### AUSGANGSTEXT:
Jesus stand von den Toten auf und lebt. Er ist nicht nur der Gekreuzigte, sondern auch der Auferstandene. Er ist nicht nur der Gegenwärtige, sondern auch der Wiederkommende. Er ist der Herr aller Herren. Er hat den Tod besiegt, und sein Friedensangebot ist kein Märchen aus vergangenen Tagen, sondern erfahrbare Wirklichkeit im Heute und Hier.

Jesus antwortet auf unsere Angst, indem er uns wirkliche, dauerhafte und erfahrbare Geborgenheit anbietet.

Mit ein Grund, weshalb die Angst in unserer Zeit so zunimmt, ist der Verlust der menschlichen Geborgenheit in Familie, Ehe und Freundschaft. Jede geschiedene Ehe ist der Nährboden für die Angst im Leben der Kinder. Jede gescheiterte Ehe und zerstörte zwischenmenschliche Beziehung vermehrt die Angst in uns. Das Zeitalter der Massenkommunikation ist zugleich auch das Zeitalter der Einsamkeit. Fernsehen, Computer und DVD können uns zwar für Momente von der Angst ablenken, aber sie ersetzten kein Gespräch und keine menschliche Zuwendung.

### ARBEITSAUFTRAG 1:
Was bietet Jesus laut dem Ausgangstext als Antwort auf unsere Angst an?
### ARBEITSAUFTRAG 2:
Führen Sie den Ausgangstext über Angst und Geborgenheit im Anschluss an seinen letzten Satz weiter.

### ERFASSTE ANGABEN:
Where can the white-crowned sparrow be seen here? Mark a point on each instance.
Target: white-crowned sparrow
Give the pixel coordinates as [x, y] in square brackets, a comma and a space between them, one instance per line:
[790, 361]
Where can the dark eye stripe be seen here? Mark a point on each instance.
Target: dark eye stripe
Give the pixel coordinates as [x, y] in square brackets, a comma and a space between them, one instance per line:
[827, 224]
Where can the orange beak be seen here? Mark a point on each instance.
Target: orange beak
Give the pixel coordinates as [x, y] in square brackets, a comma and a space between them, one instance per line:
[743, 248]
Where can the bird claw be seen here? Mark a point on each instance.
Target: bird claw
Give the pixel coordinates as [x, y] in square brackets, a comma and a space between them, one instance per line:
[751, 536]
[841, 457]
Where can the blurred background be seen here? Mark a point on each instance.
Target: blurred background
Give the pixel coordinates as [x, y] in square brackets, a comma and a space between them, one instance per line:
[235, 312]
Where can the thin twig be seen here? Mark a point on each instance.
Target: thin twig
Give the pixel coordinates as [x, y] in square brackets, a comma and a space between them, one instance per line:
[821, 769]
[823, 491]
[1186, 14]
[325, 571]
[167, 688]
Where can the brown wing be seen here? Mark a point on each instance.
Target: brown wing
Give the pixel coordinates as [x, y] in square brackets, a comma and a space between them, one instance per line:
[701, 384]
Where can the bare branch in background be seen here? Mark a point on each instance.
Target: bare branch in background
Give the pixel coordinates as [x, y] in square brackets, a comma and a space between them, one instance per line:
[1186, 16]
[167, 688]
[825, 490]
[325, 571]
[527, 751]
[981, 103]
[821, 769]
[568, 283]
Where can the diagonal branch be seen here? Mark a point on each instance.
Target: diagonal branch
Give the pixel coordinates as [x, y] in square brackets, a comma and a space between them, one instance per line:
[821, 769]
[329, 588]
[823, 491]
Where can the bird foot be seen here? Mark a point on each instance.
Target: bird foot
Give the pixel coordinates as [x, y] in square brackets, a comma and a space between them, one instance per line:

### ANTWORTBEREICH 1:
Wirkliche, dauerhafte und erfahrbare Geborgenheit.

### ANTWORTBEREICH 2:
Deshalb war das ein lebenswichtiger Schritt für Peter, als er sich endlich aufraffte, doch zu dem Abendessen zu gehen. Freunde sind unbezahlbar und durch nichts zu ersetzen. Gerade solche Freunde wie Jan, die offen und ehrlich reden und zuhören können ohne falsches Selbstmitleid oder billige Ratschläge.

Und wenn Jesus uns Frieden und Geborgenheit anbietet, dann ist darauf Verlass!

Das ist der 3. Schritt, die Entscheidung: Ich will es lernen zu vertrauen:

- Deshalb spreche ich mit Gott über meine Angst

- Deshalb verlasse ich mich auf Gottes Zusagen

- Deshalb vertraue ich mich einem Menschen an

Wenn ich Sie einlade, Ihr Leben Jesus Christus anzuvertrauen, sage ich Ihnen damit nicht, dass Sie als Christ weniger Angst haben werden. Jesus ist keine Wunderpille, und Christen kommen auch nicht leichter an einen Job.

Aber Sie können als Christ erleben, dass der lebendige und gegenwärtige Herr der Angst in uns das letzte Wort nimmt.

Letzten Donnerstag war ich im Krankenhaus. Ein 82jähriges Gemeindemitglied stand vor einer schweren Herzoperation. Gemeinsam mit seiner Frau beteten wir. Er wusste sich in der Hand Gottes geborgen, ganz egal wie auch immer die Operation ausgehen würde.

Unsere Angst hat ihre tiefste Wurzel in unserer Sterblichkeit und Vergänglichkeit. Menschen, die an Jesus glauben, brauchen keine Angst mehr vor dem Tod zu haben, weil sie durch Jesus ewiges Leben geschenkt bekommen haben.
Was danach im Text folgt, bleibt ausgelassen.